> Aim of the task:
Nothing should differ. Repeat every record as written.

Records contained in a dataset:
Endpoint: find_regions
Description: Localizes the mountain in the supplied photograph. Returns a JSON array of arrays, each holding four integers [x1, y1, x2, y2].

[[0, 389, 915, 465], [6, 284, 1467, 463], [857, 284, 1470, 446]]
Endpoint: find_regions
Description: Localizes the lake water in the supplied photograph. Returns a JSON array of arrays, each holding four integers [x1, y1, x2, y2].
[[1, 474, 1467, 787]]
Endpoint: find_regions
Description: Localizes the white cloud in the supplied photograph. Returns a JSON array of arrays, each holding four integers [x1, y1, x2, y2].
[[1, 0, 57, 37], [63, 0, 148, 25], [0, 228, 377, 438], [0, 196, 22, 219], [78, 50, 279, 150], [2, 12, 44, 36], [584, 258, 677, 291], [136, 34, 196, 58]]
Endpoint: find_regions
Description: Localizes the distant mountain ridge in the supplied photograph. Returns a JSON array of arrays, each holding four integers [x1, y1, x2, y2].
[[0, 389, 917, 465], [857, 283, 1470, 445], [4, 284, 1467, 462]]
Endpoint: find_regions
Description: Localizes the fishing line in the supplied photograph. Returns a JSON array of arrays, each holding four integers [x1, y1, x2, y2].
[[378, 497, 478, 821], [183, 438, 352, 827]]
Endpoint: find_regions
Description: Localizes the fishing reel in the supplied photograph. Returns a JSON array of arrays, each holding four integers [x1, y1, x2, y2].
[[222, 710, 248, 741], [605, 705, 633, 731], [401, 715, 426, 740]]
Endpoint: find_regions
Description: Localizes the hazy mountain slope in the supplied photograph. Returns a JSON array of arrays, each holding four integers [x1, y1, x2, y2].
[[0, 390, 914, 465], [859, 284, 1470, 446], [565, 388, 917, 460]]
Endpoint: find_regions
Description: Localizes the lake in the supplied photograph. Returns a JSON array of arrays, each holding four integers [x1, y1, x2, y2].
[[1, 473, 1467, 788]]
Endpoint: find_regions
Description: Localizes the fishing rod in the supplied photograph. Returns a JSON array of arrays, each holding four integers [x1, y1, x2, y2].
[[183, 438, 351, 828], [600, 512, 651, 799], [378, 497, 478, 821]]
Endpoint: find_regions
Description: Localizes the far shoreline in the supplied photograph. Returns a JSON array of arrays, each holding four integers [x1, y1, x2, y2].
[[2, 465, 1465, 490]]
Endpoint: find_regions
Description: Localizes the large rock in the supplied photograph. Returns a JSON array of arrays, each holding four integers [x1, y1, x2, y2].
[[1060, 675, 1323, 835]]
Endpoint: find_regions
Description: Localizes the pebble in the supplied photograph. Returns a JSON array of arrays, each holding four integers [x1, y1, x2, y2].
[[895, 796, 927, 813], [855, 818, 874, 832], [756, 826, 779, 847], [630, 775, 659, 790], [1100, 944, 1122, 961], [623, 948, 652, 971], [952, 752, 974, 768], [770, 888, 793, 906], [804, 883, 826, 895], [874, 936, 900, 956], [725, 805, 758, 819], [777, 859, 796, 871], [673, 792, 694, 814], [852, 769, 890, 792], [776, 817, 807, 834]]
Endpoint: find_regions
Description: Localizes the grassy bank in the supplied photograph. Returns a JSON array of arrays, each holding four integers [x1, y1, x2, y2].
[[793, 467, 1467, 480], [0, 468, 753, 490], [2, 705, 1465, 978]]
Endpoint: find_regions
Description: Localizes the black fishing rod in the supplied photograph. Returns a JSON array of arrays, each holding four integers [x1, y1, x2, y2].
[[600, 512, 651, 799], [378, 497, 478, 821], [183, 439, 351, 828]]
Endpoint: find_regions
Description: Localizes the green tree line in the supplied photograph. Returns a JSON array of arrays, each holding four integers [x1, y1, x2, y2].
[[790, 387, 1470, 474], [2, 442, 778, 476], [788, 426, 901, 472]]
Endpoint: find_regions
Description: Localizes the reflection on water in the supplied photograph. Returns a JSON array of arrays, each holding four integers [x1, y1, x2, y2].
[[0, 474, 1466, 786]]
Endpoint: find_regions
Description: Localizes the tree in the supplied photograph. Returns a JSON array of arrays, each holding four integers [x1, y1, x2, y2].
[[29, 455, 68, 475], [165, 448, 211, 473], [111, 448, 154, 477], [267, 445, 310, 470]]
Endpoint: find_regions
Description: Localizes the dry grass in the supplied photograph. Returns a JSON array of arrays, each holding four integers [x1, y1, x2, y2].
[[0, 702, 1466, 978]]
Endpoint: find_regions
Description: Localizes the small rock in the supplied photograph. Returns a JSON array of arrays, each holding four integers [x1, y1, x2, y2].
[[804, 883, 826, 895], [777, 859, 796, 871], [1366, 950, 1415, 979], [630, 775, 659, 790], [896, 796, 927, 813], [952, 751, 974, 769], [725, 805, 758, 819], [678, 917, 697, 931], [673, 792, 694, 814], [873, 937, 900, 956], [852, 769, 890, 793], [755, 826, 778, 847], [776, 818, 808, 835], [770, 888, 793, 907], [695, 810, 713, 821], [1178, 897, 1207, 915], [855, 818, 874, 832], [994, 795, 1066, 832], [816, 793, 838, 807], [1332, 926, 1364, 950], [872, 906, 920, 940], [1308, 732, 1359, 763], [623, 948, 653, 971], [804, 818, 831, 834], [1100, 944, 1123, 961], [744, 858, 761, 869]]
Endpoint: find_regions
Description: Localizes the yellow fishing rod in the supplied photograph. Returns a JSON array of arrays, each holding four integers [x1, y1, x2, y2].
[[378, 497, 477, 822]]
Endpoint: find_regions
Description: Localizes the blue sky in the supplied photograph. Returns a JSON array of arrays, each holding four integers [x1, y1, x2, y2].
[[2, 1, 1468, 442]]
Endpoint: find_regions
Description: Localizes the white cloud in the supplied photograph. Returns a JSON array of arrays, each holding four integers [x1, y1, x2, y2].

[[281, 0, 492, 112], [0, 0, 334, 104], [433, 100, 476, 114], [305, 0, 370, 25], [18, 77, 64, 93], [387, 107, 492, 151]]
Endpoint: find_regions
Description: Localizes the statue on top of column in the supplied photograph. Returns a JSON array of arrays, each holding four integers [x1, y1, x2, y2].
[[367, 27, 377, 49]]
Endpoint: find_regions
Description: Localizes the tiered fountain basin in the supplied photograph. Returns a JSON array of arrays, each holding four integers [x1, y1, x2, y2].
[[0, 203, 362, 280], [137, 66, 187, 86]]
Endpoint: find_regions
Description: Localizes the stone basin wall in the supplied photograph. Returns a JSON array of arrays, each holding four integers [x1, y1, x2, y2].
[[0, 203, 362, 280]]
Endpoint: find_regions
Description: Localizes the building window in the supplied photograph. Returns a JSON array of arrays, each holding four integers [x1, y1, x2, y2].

> Response area:
Endpoint: find_regions
Description: Localizes the mountain in the supplied photograph. Returns a JSON array of arrays, each holding four integers [x1, y1, x2, y2].

[[0, 389, 915, 465], [6, 284, 1467, 463], [857, 284, 1470, 446]]
Endpoint: find_regions
Description: Localizes the lake water in the supplied photograph. Returns a JSON array of arrays, each holding four integers [x1, y1, x2, y2].
[[1, 474, 1467, 787]]
Endpoint: find_regions
Description: Localizes the white cloud in the supplied photograph. Returns a JSON array of arrays, each holding four integers [x1, y1, x2, y2].
[[1, 0, 57, 37], [63, 0, 148, 25], [0, 228, 377, 438], [0, 196, 22, 219], [78, 50, 279, 150], [2, 12, 44, 36], [584, 258, 677, 291], [136, 34, 196, 58]]
Endpoint: find_regions
Description: Localizes the distant mountain ridge in the supplied photograph. Returns a JSON array of arrays, each holding four integers [x1, y1, x2, y2].
[[0, 389, 917, 465], [857, 283, 1470, 445], [4, 284, 1467, 462]]
Endpoint: find_regions
Description: Localizes the fishing line in the supplied photograph. Returns a JSON array of arrays, each holding four integers [x1, y1, x2, y2].
[[378, 497, 478, 821], [183, 438, 352, 827]]
Endpoint: find_regions
Description: Localizes the fishing reel in the supplied photograph. Returns a JSON array of arrays, each holding four integers [x1, y1, x2, y2].
[[222, 710, 248, 741], [605, 705, 633, 731], [401, 715, 426, 740]]
Endpoint: find_regions
Description: Localizes the hazy mountain slope in the supplied photograph. Returns a JSON array of arrays, each holding four integers [x1, y1, x2, y2].
[[0, 390, 914, 465], [859, 284, 1470, 446], [565, 388, 917, 460]]
Endpoint: find_regions
Description: Localizes the lake in the supplied photograph. Returns a JSON array of arrays, each holding four integers [x1, y1, x2, y2].
[[1, 473, 1467, 788]]
Endpoint: find_regions
Description: Localizes the fishing rod in the supplied photograph. Returns a JSON array of arrays, each holding four integers [x1, y1, x2, y2].
[[183, 438, 351, 828], [600, 512, 651, 799], [378, 497, 478, 821]]
Endpoint: find_regions
Description: Localizes the far shoreline in the supplied photograph. Returns a JSON array of arrays, each holding four integers [x1, y1, x2, y2].
[[2, 465, 1465, 490]]
Endpoint: find_regions
Description: Localizes the large rock in the supplied photograph. Returns a JSON array of arrays, each holding four integers [x1, y1, x2, y2].
[[1060, 675, 1323, 835]]
Endpoint: find_regions
Description: Localizes the pebble in the supplied photograph. Returns a JSON array of arrays, each holding four integers [x1, y1, x2, y2].
[[895, 796, 927, 813], [855, 818, 874, 832], [756, 826, 779, 847], [630, 775, 659, 790], [1100, 944, 1122, 961], [623, 948, 652, 971], [952, 752, 974, 768], [770, 888, 793, 906], [804, 883, 826, 895], [874, 936, 900, 956], [725, 805, 758, 819], [777, 859, 796, 871], [673, 792, 694, 814], [852, 769, 890, 792], [776, 817, 807, 834]]
Endpoint: find_regions
Description: Localizes the grassy bank in the supplied photograph. Returns a JSON array of arrays, each holding four integers [x1, y1, x2, y2].
[[793, 467, 1467, 480], [0, 468, 753, 490], [2, 705, 1465, 978]]
Endpoint: find_regions
Description: Localizes the black fishing rod in the supplied photograph. Returns a JSON array of arrays, each holding four integers [x1, y1, x2, y2].
[[600, 512, 651, 799], [378, 497, 478, 821], [183, 439, 351, 828]]
Endpoint: find_regions
Description: Localizes the green tree line in the supplied photograph. Returns a JSON array of arrays, each holding four integers [x1, y1, x2, y2].
[[790, 387, 1470, 474], [2, 442, 778, 476], [788, 426, 901, 472]]
Endpoint: find_regions
Description: Localizes the reflection on water in the supplied photograph. Returns a JSON array of arrays, each holding four integers [x1, y1, x2, y2].
[[0, 474, 1466, 786]]
Endpoint: find_regions
Description: Localizes the tree in the supplied photograph. Returns a JSON array of arrays, each holding four integers [x1, y1, x2, y2].
[[29, 455, 68, 475], [165, 448, 211, 473], [111, 448, 154, 477], [267, 445, 310, 470]]
Endpoint: find_regions
Description: Localizes the dry grass in the supplied photograph. Returns a JSON array of arrays, each holding four integers [x1, y1, x2, y2].
[[0, 702, 1466, 978]]
Endpoint: find_regions
Description: Localizes the small rock in the supplied photograph. Returns a JSON array of arrays, each holding four integers [x1, y1, x2, y2].
[[804, 883, 826, 895], [777, 859, 796, 871], [1366, 950, 1415, 979], [630, 775, 659, 790], [896, 796, 927, 813], [952, 751, 974, 769], [725, 805, 758, 819], [678, 917, 697, 931], [673, 792, 694, 814], [873, 937, 900, 956], [852, 769, 890, 793], [755, 826, 778, 847], [776, 818, 808, 835], [770, 888, 793, 907], [695, 810, 713, 821], [1178, 897, 1207, 915], [855, 818, 874, 832], [994, 795, 1066, 832], [816, 793, 838, 807], [1332, 926, 1364, 950], [872, 906, 920, 940], [1308, 732, 1359, 763], [623, 948, 653, 971], [804, 818, 831, 834], [1100, 944, 1123, 961], [744, 858, 761, 869]]
Endpoint: find_regions
Description: Localizes the yellow fishing rod in the supplied photograph. Returns a JSON array of arrays, each holding four integers [x1, y1, x2, y2].
[[378, 497, 477, 822]]
Endpoint: find_regions
Description: Localizes the blue sky in the supplied photograph. Returns a JSON array of arrays, each holding four integers [x1, y1, x2, y2].
[[2, 1, 1468, 442]]
Endpoint: find_regions
Description: Localizes the white cloud in the supplied photograph. Returns a JSON array of arrays, each holding four integers [x1, y1, x2, y2].

[[281, 0, 492, 112], [0, 0, 334, 104], [433, 100, 476, 114], [305, 0, 370, 25], [18, 77, 64, 93], [387, 107, 492, 151]]
Endpoint: find_regions
Description: Localizes the statue on top of column in the supplied photograph. Returns a JSON array of arrays, each holding four integers [x1, y1, x2, y2].
[[367, 27, 377, 49]]
Endpoint: find_regions
Description: Localizes the tiered fountain basin in the supplied photograph. Returns a JSON array of arrays, each holding four integers [x1, y1, x2, y2].
[[0, 203, 362, 280], [137, 66, 187, 86]]
Endpoint: find_regions
Description: Localizes the stone basin wall in the supplied photograph. Returns a JSON array of arrays, each holding four integers [x1, y1, x2, y2].
[[0, 203, 362, 280]]
Endpoint: find_regions
Description: Localizes the building window in the supplied photograph. Returns a JSON array of arrays, each holding four integers [x1, y1, x2, y2].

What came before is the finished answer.